Text section>

# Gap between sheets of drywall



## beerdog

pre fill the gaps with Durarock and let completly dry.


----------



## beerdog

Also, paper is a much better choice in corners. You can fold it and make it fit the corner tight.This is not possible with mesh tape.


----------



## Gary in WA

Paper tape is stronger and has less "give". Use mesh only on flats with setting type compound, at least on first coat.

Gary


----------



## MikeKy55

Thanks everyone.


----------



## beerdog

If you read books on drywalling they say to fill the gaps with drywall compound. The taping layers of compuond will adhere to it better. If the gaps are large use a little mesh tap to keep the mud from falling out. Then go over that witht he paper tape.


----------



## lrobertstoner

do you have these gaps in angles or flats and butts
either way i strongly disagree with all answeres so far
if this is in flats they will bust out and drop or crack
the proper way is to cut you out strips of sheet rock 
take drywall glue and glue in to gap 
place cut in, pressing it deep into the crack or until flat
let dry
any acsess glue scrape off 
then paper tape 
mesh tape is a fast fix and the only place i would use it is on exspansion joints 
these joints are not normally found in residential mainely in commercial buildings
never ever ever put mesh in your angels never no matter what try to make a mesh angle never dont do it 
did i make my self clear dont do it you will thank me if you listen 
what happens is the edge of your knife cuts the 90 degree angel as you finish 
plus the fibers causes little clicks in the angel you wont see them until paint 
who ever said that you can finish your angle with mesh tape is not some one you want to take advice from :furious:


----------



## redmanblackdog

The problem with this site is that you have to many people without experience telling to many people without experience how to do construction work. If you think that you have all the answers then you aren't really a help to the people you are trying to help. Like the old saying "there are a thousand ways to skin a cat". I take issue with those that claim mesh tape can't be used in the interior angles. I have used it for over 35 years. I guess you just have to have the skill to make it work. I can tape small jobs in one day using mesh tape and hot mud. I have never had any problems and my license has never been sued. I work for some of the best building contractors in my area without ever having a problem with the quality of my work. Now the statement that should be made is that for a beginner, maybe they should stay away from mesh tape because it is best used with hot mud, and hot mud is not as forgiving as box, or bucket mud. And so the question was how to fill a 1/4 inch gap. Give me a break, its a 1/4". If you take mud straight out of the box or the bucket that is premixed it will be thick enough that you can prefill the gap with out any problem what so ever ( letting it dry before taping ). Now if that gap is larger, then you might have better luck with hot mud because you can mix it even thicker. You can also, like was stated, use mesh tape to help hold the mud in place if the gap is to big to let the mud hold by itself.

Stored records>
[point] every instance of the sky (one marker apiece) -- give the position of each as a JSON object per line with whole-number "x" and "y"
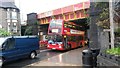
{"x": 39, "y": 6}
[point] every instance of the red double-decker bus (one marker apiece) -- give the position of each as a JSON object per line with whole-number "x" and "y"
{"x": 64, "y": 35}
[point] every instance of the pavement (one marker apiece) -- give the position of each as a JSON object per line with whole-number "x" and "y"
{"x": 70, "y": 58}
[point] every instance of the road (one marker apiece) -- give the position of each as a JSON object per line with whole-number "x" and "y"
{"x": 51, "y": 58}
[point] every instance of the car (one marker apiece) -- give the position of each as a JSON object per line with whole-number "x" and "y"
{"x": 16, "y": 47}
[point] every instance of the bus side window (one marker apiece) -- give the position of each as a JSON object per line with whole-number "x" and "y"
{"x": 9, "y": 44}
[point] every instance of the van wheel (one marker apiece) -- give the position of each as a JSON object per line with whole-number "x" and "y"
{"x": 32, "y": 55}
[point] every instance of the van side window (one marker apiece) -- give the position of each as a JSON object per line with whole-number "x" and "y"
{"x": 10, "y": 43}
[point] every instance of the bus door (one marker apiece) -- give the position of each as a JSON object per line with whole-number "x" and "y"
{"x": 65, "y": 41}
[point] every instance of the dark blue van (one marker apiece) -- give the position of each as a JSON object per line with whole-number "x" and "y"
{"x": 16, "y": 47}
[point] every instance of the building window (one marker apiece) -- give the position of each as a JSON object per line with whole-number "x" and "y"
{"x": 8, "y": 24}
{"x": 8, "y": 20}
{"x": 14, "y": 15}
{"x": 14, "y": 28}
{"x": 8, "y": 28}
{"x": 14, "y": 10}
{"x": 14, "y": 20}
{"x": 8, "y": 15}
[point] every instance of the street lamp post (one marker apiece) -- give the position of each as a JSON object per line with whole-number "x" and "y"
{"x": 111, "y": 23}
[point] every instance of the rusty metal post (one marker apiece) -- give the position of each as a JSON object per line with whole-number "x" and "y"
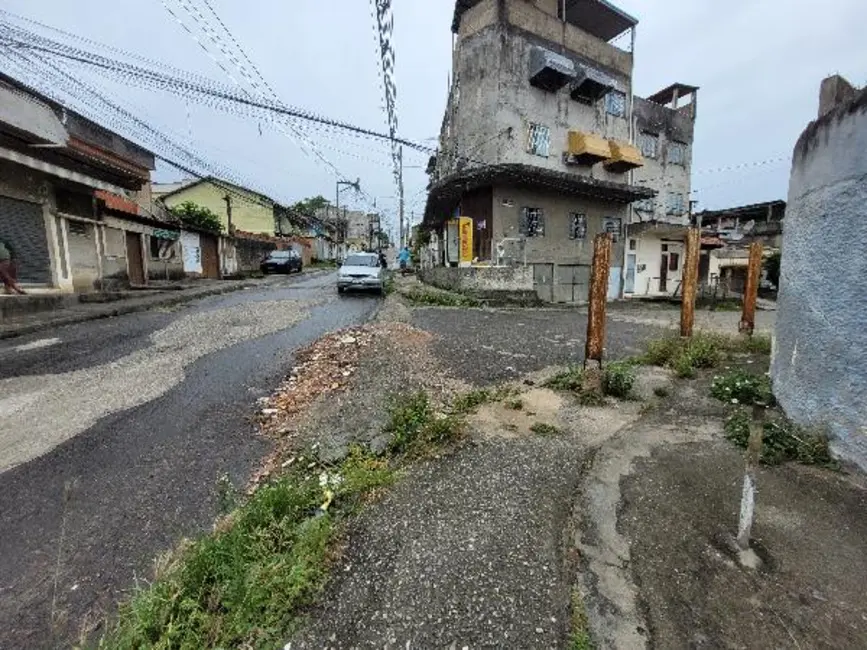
{"x": 596, "y": 316}
{"x": 690, "y": 281}
{"x": 751, "y": 290}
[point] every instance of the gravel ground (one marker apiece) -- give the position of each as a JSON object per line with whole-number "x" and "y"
{"x": 484, "y": 346}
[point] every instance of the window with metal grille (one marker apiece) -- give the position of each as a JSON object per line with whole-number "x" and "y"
{"x": 649, "y": 144}
{"x": 676, "y": 153}
{"x": 676, "y": 204}
{"x": 645, "y": 205}
{"x": 615, "y": 103}
{"x": 577, "y": 226}
{"x": 532, "y": 222}
{"x": 614, "y": 226}
{"x": 538, "y": 139}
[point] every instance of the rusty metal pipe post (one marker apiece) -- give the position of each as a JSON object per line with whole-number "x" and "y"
{"x": 597, "y": 299}
{"x": 690, "y": 281}
{"x": 751, "y": 290}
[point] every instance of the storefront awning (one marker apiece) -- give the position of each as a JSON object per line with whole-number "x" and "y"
{"x": 624, "y": 157}
{"x": 587, "y": 148}
{"x": 444, "y": 195}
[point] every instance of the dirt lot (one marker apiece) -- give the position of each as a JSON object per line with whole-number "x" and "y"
{"x": 629, "y": 505}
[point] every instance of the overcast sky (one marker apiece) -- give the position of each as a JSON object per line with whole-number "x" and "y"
{"x": 758, "y": 63}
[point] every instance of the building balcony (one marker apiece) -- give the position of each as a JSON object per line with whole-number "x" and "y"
{"x": 624, "y": 157}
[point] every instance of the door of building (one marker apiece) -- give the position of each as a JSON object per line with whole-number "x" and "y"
{"x": 543, "y": 281}
{"x": 663, "y": 273}
{"x": 210, "y": 257}
{"x": 629, "y": 279}
{"x": 22, "y": 226}
{"x": 134, "y": 259}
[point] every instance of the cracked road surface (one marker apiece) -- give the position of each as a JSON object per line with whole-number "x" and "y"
{"x": 113, "y": 435}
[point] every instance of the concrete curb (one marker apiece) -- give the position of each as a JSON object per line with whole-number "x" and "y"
{"x": 121, "y": 309}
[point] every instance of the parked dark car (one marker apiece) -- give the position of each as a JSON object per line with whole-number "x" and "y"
{"x": 281, "y": 262}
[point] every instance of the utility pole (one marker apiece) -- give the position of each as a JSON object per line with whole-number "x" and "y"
{"x": 400, "y": 190}
{"x": 228, "y": 200}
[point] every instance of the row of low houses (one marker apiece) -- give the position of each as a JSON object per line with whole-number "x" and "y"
{"x": 79, "y": 211}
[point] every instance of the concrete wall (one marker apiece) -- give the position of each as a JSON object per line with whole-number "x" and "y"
{"x": 249, "y": 214}
{"x": 819, "y": 367}
{"x": 23, "y": 184}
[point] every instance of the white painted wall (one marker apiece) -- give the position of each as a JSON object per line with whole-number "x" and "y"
{"x": 648, "y": 253}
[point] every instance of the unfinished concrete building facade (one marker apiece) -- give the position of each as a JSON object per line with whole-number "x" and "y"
{"x": 538, "y": 144}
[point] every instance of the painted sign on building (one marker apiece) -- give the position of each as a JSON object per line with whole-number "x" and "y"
{"x": 465, "y": 228}
{"x": 192, "y": 252}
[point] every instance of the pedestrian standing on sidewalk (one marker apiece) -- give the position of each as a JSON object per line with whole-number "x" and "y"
{"x": 7, "y": 270}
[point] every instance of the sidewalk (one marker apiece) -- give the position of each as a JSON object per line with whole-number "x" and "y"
{"x": 127, "y": 303}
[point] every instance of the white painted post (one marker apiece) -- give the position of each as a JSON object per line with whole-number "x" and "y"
{"x": 748, "y": 493}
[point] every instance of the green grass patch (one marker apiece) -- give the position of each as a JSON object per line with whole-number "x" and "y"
{"x": 618, "y": 379}
{"x": 740, "y": 387}
{"x": 516, "y": 404}
{"x": 246, "y": 584}
{"x": 685, "y": 356}
{"x": 545, "y": 429}
{"x": 416, "y": 428}
{"x": 439, "y": 298}
{"x": 782, "y": 441}
{"x": 580, "y": 638}
{"x": 568, "y": 380}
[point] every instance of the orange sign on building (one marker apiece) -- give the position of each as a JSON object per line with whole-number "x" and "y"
{"x": 465, "y": 229}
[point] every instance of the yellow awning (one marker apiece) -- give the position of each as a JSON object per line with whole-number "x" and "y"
{"x": 624, "y": 157}
{"x": 588, "y": 146}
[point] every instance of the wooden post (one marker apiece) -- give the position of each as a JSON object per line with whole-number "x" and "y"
{"x": 597, "y": 298}
{"x": 751, "y": 290}
{"x": 748, "y": 494}
{"x": 690, "y": 281}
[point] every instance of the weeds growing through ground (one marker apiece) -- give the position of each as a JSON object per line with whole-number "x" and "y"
{"x": 544, "y": 429}
{"x": 415, "y": 427}
{"x": 580, "y": 639}
{"x": 438, "y": 298}
{"x": 618, "y": 379}
{"x": 701, "y": 351}
{"x": 781, "y": 441}
{"x": 245, "y": 584}
{"x": 568, "y": 380}
{"x": 740, "y": 387}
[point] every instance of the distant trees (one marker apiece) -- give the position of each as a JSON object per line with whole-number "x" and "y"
{"x": 309, "y": 206}
{"x": 198, "y": 217}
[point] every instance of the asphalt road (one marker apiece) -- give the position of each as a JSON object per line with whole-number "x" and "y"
{"x": 113, "y": 436}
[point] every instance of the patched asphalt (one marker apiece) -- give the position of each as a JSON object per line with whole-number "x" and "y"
{"x": 93, "y": 513}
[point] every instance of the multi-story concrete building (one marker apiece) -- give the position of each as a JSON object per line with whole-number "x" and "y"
{"x": 540, "y": 145}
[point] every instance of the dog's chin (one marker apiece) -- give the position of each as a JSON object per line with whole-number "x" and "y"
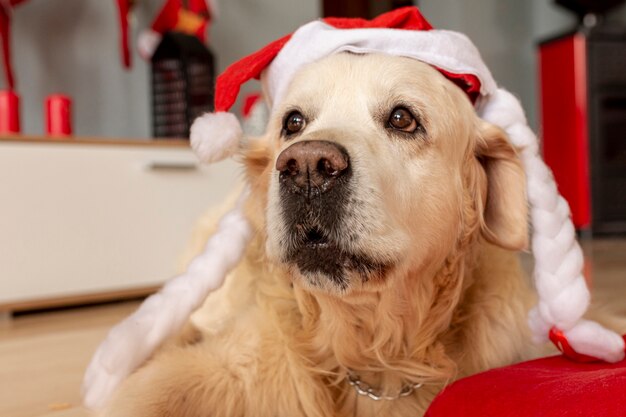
{"x": 330, "y": 268}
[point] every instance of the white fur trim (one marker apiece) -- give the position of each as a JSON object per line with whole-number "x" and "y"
{"x": 451, "y": 51}
{"x": 215, "y": 136}
{"x": 147, "y": 42}
{"x": 561, "y": 286}
{"x": 589, "y": 338}
{"x": 161, "y": 315}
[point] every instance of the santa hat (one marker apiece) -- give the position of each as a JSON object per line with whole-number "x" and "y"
{"x": 563, "y": 294}
{"x": 191, "y": 17}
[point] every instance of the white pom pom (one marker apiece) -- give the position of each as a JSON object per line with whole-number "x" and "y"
{"x": 215, "y": 136}
{"x": 147, "y": 42}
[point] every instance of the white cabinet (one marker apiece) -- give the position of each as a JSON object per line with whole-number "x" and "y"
{"x": 83, "y": 220}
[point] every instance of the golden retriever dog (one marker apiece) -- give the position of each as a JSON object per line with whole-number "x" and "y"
{"x": 388, "y": 216}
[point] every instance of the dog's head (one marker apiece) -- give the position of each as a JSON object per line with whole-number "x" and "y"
{"x": 373, "y": 166}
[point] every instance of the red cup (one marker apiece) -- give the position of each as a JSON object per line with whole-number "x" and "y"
{"x": 9, "y": 112}
{"x": 58, "y": 115}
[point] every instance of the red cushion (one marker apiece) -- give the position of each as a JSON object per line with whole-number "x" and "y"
{"x": 548, "y": 387}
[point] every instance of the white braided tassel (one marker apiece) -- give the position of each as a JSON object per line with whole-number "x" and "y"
{"x": 163, "y": 314}
{"x": 563, "y": 293}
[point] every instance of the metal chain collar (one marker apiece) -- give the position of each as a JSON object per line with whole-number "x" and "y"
{"x": 366, "y": 390}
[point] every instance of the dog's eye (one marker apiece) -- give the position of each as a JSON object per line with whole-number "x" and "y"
{"x": 402, "y": 119}
{"x": 294, "y": 123}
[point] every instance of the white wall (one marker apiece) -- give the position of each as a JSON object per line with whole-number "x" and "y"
{"x": 71, "y": 46}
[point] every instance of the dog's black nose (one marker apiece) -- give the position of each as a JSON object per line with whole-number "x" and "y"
{"x": 312, "y": 166}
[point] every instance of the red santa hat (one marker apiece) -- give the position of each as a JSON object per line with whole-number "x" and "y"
{"x": 563, "y": 294}
{"x": 191, "y": 17}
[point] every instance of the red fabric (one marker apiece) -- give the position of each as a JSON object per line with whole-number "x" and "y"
{"x": 560, "y": 341}
{"x": 407, "y": 18}
{"x": 167, "y": 19}
{"x": 548, "y": 387}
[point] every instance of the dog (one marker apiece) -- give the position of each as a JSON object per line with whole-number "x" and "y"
{"x": 385, "y": 266}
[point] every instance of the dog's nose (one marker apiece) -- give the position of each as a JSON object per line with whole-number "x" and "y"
{"x": 312, "y": 166}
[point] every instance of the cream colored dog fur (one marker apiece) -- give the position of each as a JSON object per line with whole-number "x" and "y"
{"x": 436, "y": 215}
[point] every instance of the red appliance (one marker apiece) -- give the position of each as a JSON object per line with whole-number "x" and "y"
{"x": 583, "y": 124}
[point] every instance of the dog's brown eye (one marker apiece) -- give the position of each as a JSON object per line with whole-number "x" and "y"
{"x": 294, "y": 123}
{"x": 402, "y": 119}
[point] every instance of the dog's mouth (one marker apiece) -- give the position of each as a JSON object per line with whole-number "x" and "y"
{"x": 320, "y": 259}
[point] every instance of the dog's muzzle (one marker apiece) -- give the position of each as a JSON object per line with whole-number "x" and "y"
{"x": 312, "y": 168}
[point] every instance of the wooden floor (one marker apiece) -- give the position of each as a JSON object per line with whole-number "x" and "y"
{"x": 43, "y": 356}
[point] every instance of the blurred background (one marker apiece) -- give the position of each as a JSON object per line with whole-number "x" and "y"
{"x": 72, "y": 46}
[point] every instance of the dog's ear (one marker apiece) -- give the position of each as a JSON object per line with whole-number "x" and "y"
{"x": 505, "y": 208}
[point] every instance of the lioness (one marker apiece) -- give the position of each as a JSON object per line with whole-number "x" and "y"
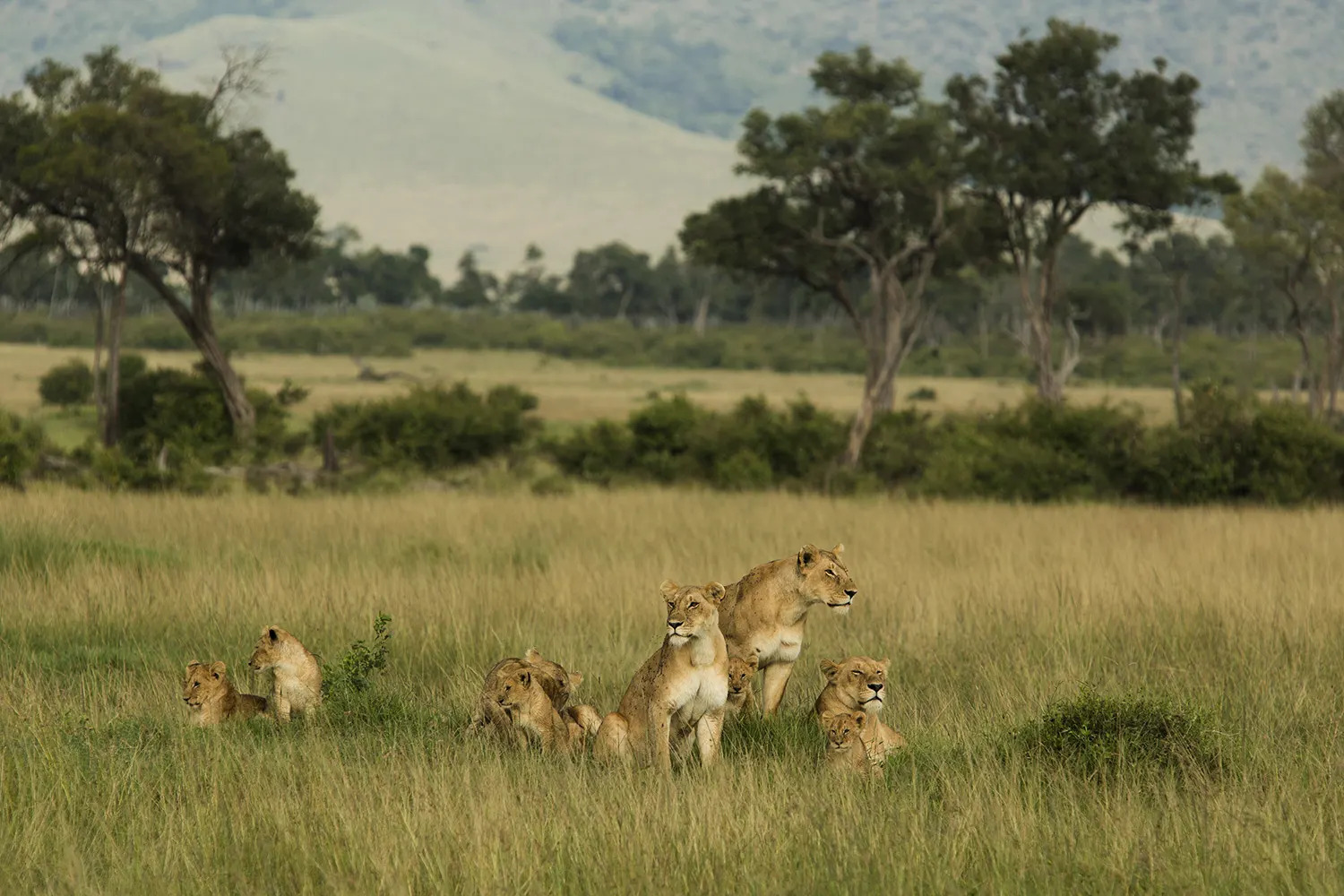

Given request A> List each distinct username that posted in the thread about gaps between drywall sheets, counting each name once.
Given request B> Continue the thread about gaps between drywall sheets, picking up after its last sentence.

Result A> beerdog, Gary in WA, MikeKy55, lrobertstoner, redmanblackdog

Result B>
----------



## lrobertstoner

point taken but ill also remind you that he is talking about on the cieling i will argue that a 1/4 inch gap is bad and i guess that makes the difference between you and me on finishing and maybe even area.
i was taught if you can slide a nickle you tape if you can stick a finger you replace with rock,:wink: i guess it all comes down to what you are taught


----------



## lrobertstoner

as far as mesh tape i would never advise a person to use mesh tape in a angle i suppose some one taught you how to do this or you learned it over time on how to perfect the art but the average dyi dont have those years of experience :thumbsup:


----------



## williamwiens

I'd fill with a 20 minute set to fill all gaps.
Paper tape and 90 minute
followed by fill coat of 90 min
finish float coat with topping mix.

(Mesh in corners, not a good idea to broadcast to diy'ers..big fail waiting to happen)


----------



## Gary in WA

From the horse's mouth- pp. 10-- 4.6.8 Gaps 1/4" and smaller= prefilled w. joint compound.
4.6.8.1 Gaps 1/8" and smaller- prefilled w. either setting or drying compound.
4.6.8.2 Gaps 1/8" and greater= setting type compound.
http://gypsum.org/pdf/GA-216-2010.html

Interesting on mesh and paper tape from USG; http://www.usg.com/rc/technical-articles/drywall-finishing-technical-guide-en-J1190.pdf

http://www.usg.com/rc/data-submitta...tapes-industrial-construction-data-MH1178.pdf

Gary


----------



## MikeKy55

Thanks Gary. That's good information. I'm re-thinking the tape now.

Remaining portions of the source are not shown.